Data records:

-=-=-=-=-

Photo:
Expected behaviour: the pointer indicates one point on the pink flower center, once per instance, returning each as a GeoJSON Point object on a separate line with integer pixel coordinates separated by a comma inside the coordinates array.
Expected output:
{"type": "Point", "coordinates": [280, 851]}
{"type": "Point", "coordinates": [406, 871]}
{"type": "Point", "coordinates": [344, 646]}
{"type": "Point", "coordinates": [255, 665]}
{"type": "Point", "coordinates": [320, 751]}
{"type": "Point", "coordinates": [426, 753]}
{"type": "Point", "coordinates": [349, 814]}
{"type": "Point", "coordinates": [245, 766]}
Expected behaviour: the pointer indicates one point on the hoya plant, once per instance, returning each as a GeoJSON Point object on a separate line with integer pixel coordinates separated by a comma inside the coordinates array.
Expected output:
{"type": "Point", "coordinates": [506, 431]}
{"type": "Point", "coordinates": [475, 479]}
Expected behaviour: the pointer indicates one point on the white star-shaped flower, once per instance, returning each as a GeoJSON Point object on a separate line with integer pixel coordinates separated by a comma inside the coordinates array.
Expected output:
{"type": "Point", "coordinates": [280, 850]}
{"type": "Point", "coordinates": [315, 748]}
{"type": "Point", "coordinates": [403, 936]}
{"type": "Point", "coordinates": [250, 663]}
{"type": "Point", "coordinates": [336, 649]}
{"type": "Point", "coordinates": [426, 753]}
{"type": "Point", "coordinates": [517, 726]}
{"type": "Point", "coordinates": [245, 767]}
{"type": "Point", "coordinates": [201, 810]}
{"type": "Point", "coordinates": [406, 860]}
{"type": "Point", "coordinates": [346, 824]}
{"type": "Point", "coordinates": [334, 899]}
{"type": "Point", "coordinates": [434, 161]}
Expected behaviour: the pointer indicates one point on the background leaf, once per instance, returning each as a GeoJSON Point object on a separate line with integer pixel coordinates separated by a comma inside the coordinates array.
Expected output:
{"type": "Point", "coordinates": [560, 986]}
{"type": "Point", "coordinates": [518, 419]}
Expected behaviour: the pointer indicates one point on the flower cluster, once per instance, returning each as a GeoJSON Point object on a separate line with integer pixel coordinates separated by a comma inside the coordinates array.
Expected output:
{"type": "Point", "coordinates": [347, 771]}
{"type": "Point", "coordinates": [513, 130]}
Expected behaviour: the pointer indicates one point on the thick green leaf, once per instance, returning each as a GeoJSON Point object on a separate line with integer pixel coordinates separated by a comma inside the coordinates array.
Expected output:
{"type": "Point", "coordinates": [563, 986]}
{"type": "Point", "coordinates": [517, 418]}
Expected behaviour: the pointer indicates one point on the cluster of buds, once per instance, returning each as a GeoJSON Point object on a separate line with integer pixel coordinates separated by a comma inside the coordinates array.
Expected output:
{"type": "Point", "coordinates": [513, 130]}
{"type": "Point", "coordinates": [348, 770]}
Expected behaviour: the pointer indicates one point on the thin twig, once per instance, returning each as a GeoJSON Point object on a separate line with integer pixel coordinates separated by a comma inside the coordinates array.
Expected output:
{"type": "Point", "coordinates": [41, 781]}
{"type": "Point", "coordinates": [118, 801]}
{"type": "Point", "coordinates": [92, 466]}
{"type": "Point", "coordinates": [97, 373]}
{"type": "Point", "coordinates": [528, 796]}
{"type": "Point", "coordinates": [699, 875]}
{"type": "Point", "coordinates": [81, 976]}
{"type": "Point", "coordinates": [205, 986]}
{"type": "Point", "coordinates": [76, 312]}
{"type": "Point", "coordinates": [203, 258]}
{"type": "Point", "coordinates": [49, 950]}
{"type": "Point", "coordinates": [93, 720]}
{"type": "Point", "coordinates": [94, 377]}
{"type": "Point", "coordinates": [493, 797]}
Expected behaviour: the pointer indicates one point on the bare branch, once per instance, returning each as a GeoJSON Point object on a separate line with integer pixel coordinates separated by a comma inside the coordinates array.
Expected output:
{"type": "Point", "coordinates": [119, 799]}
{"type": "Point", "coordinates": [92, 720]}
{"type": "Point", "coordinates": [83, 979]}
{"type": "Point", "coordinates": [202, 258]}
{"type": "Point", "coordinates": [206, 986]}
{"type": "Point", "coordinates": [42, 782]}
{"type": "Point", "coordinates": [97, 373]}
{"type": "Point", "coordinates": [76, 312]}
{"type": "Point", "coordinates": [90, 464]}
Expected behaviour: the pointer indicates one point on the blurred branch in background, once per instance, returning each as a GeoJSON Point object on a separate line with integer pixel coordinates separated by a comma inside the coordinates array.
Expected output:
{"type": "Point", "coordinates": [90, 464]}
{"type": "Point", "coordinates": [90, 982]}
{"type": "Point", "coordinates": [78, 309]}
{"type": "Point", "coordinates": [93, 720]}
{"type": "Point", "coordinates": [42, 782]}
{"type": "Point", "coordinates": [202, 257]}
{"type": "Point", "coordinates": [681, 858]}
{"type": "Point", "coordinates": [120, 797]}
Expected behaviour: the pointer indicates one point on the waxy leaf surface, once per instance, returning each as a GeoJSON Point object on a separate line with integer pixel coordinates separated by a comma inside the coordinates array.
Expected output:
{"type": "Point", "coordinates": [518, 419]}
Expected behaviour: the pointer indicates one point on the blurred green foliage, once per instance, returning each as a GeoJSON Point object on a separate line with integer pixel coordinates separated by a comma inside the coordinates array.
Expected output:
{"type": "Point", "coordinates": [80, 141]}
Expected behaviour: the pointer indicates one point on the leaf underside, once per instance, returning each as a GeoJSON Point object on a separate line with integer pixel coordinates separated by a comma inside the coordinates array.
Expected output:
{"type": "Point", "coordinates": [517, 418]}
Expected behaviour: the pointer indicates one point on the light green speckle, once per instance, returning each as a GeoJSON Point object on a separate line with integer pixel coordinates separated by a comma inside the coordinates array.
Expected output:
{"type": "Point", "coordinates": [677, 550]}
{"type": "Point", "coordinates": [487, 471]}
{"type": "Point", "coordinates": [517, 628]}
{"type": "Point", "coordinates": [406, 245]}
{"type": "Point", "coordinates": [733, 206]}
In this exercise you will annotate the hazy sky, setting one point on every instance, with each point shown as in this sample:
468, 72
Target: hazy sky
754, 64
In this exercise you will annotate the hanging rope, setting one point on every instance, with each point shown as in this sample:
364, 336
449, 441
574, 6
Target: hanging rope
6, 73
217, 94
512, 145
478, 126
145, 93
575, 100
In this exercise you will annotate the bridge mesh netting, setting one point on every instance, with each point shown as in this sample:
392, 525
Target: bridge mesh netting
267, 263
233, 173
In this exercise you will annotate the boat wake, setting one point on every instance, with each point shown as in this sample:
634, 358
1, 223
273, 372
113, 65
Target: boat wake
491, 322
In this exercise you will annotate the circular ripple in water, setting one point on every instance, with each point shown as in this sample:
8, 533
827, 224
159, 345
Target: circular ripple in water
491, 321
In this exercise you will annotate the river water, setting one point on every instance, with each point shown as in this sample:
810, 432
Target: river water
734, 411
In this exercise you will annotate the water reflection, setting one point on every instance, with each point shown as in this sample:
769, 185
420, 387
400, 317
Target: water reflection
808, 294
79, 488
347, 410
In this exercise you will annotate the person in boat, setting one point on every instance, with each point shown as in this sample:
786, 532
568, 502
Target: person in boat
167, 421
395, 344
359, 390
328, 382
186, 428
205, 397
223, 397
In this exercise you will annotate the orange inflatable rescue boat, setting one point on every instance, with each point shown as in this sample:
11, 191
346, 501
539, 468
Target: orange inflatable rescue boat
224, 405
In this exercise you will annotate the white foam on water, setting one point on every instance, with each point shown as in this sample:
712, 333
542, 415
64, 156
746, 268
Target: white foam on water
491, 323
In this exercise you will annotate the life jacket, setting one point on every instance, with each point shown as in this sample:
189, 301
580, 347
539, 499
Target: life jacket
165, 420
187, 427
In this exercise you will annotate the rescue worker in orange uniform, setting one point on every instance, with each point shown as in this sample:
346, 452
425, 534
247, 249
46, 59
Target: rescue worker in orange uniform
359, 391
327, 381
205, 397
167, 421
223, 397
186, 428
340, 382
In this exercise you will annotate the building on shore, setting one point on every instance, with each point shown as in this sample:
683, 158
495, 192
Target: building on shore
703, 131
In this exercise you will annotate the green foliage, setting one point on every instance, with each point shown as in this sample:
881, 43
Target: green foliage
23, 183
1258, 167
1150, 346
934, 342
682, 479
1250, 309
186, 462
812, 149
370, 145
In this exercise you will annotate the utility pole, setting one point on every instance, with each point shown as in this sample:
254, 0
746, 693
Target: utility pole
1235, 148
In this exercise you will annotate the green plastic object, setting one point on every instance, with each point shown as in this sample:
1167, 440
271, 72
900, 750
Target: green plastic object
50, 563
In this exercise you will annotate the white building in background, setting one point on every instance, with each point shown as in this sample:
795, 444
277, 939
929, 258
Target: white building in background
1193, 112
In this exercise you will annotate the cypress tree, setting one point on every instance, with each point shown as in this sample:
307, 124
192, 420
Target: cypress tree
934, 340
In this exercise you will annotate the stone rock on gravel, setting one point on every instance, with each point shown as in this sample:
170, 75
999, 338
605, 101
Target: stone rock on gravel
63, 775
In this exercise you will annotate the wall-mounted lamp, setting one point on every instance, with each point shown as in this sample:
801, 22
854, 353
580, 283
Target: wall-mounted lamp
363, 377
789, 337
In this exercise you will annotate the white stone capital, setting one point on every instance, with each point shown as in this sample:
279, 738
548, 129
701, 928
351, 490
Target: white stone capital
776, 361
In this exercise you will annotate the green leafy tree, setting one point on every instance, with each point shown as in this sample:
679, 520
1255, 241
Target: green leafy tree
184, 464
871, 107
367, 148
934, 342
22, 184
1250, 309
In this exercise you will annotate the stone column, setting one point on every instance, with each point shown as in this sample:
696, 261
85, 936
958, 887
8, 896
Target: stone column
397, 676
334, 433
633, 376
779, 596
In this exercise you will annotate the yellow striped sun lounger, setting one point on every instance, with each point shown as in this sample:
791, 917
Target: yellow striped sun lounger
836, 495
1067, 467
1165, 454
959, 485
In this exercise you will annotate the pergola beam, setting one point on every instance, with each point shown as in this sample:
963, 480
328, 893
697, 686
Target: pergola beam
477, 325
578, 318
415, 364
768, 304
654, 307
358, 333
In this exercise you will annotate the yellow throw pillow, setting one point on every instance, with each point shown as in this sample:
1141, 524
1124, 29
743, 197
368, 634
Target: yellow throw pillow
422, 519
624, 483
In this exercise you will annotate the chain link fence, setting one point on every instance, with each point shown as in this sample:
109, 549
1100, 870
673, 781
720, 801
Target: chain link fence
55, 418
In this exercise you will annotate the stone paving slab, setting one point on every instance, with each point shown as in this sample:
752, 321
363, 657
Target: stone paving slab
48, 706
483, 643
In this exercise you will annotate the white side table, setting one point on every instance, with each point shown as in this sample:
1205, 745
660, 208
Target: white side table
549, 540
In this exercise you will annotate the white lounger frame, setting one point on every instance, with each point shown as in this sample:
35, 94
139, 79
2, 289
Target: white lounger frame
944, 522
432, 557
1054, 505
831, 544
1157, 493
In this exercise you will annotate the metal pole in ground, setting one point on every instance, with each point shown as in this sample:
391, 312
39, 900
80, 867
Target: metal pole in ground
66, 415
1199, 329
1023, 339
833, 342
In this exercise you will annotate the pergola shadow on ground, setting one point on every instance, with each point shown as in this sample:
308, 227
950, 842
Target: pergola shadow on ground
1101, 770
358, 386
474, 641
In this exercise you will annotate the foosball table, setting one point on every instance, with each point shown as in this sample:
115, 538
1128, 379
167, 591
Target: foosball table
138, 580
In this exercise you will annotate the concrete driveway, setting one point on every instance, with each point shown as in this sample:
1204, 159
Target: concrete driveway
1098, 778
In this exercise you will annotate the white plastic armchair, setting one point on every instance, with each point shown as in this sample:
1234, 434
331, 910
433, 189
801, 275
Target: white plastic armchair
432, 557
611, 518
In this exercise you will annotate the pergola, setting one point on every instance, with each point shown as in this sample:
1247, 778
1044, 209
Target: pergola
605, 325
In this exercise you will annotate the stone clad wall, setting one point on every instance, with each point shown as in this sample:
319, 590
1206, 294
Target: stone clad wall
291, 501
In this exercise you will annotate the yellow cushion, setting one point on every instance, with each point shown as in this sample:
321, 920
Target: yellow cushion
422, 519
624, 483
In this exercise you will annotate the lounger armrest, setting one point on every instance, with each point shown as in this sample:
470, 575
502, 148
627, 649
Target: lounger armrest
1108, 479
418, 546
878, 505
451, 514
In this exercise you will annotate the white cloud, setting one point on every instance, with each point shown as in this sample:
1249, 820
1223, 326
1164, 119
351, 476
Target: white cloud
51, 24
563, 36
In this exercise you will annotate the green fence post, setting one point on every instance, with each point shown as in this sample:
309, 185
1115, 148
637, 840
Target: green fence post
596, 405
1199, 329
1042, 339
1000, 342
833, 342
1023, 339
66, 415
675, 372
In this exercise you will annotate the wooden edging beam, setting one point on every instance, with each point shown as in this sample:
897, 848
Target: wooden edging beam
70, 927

-=-=-=-=-

Activity:
Go through the material above and count the lines that contain "branch"; give that number alone.

Result:
2